***** Extracted material

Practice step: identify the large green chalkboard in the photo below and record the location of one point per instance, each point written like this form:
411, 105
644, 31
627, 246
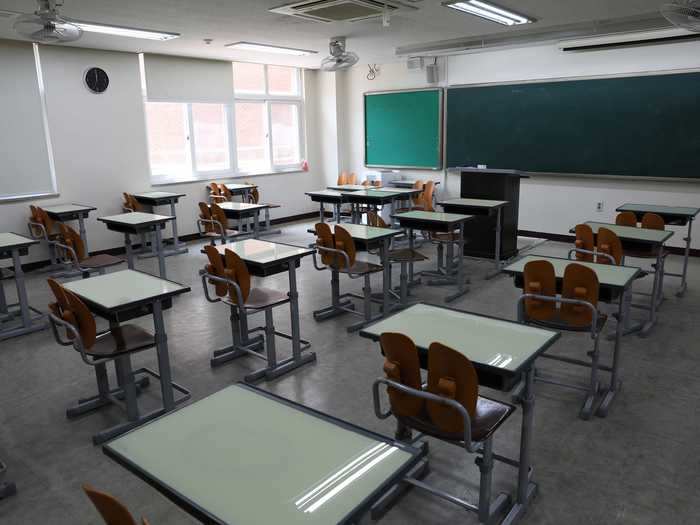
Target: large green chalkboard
634, 126
403, 129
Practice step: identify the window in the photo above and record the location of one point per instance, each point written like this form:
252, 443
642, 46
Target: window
268, 115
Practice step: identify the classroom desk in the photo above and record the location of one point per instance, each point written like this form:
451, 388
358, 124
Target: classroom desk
13, 246
244, 455
503, 352
243, 190
634, 238
323, 197
125, 295
72, 212
164, 198
264, 258
137, 223
615, 284
374, 198
436, 222
481, 207
674, 216
242, 211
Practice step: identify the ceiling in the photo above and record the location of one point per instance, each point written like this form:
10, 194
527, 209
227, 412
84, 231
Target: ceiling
227, 21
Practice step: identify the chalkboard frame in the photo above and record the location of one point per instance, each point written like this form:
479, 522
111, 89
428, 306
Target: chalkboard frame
441, 127
599, 176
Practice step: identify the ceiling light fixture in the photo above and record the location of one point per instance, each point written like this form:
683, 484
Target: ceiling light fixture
489, 12
91, 27
269, 48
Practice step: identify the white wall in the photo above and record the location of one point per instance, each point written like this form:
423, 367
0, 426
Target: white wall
99, 144
548, 204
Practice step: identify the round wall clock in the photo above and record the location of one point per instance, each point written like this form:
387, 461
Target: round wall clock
96, 80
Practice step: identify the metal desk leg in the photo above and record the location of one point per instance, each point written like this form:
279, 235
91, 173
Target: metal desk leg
498, 245
166, 386
688, 239
83, 232
461, 287
160, 251
623, 311
177, 247
129, 252
526, 488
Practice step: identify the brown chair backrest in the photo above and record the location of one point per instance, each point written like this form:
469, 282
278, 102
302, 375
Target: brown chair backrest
418, 199
626, 218
539, 278
373, 219
345, 242
205, 214
428, 193
217, 268
72, 239
237, 271
71, 309
580, 282
652, 221
450, 375
401, 365
609, 243
111, 509
584, 241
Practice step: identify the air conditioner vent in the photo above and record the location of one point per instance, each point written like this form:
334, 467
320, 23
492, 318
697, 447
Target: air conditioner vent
339, 10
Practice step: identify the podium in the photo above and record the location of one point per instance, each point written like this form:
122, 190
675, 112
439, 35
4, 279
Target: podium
495, 185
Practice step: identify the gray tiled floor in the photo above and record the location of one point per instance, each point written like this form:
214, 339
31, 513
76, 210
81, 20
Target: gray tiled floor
640, 465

**********

### What the task asks
Render the lines of the entries as a numbered list, starting at the line with "Practice step: identify the round" and running through the end of the entries, with any blank lines left out.

### Task result
1. Practice step: identify the round wall clock in the photo above and record the location of one point per instance, each point written like this form:
2. 387, 461
3. Target: round wall clock
4. 96, 80
5. Practice step: identify the metal desk leg in the photo above and record the location of one point per instance, each point written like this form:
6. 279, 235
7. 91, 173
8. Target: metal desk leg
9. 498, 245
10. 166, 386
11. 688, 239
12. 83, 232
13. 461, 287
14. 160, 251
15. 623, 311
16. 177, 247
17. 129, 252
18. 526, 488
19. Practice step: identify the brown chair backrest in the photo above and record the location of one point per instance, each point written like this form:
20. 469, 282
21. 278, 102
22. 302, 375
23. Target: brown chair backrest
24. 418, 199
25. 626, 218
26. 539, 278
27. 373, 219
28. 345, 242
29. 205, 214
30. 428, 193
31. 217, 268
32. 72, 239
33. 237, 271
34. 71, 309
35. 580, 282
36. 652, 221
37. 450, 375
38. 401, 365
39. 609, 243
40. 111, 509
41. 584, 241
42. Practice step: identify the air conditioner vent in the photo above and record the location of one point per instance, each point written like this form:
43. 334, 467
44. 320, 23
45. 492, 318
46. 697, 447
47. Target: air conditioner vent
48. 339, 10
49. Practice step: identify the podium in the photo above and record the location of one point per instance, each point written like this form:
50. 122, 190
51. 675, 112
52. 439, 35
53. 4, 279
54. Target: podium
55. 495, 185
56. Practice step: identify the gray tiled floor in the photo above and record the location of one point per instance, each point written like this form:
57. 214, 339
58. 31, 513
59. 76, 210
60. 81, 20
61. Target: gray tiled floor
62. 640, 465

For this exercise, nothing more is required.